*Written exercise*. Give back the full material, exactly as it reads.
########################################
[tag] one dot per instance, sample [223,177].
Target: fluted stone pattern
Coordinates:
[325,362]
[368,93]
########################################
*Response to this task*.
[tag] one dot per instance, sample [223,177].
Target: fluted stone pattern
Coordinates:
[325,362]
[368,93]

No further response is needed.